Some records
◆ ◆ ◆ ◆ ◆
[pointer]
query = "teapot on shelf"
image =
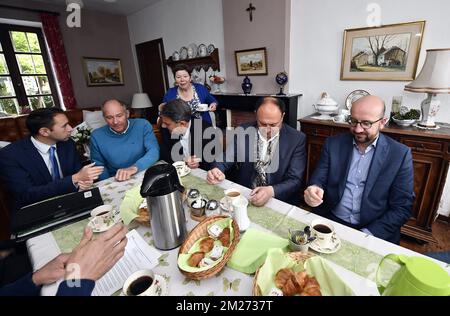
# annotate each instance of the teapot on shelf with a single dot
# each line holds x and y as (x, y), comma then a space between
◆ ◆ ◆ ◆ ◆
◆ GIVEN TASK ◆
Update the records by replacing "shelf" with "counter" everywhere, changing nothing else and leaving the pictures out.

◆ WRITTEN RESPONSE ◆
[pointer]
query = "teapot on counter"
image =
# annotate each instance of the teapot on counter with a single dot
# each line holds x and y as (x, y), comma then a space between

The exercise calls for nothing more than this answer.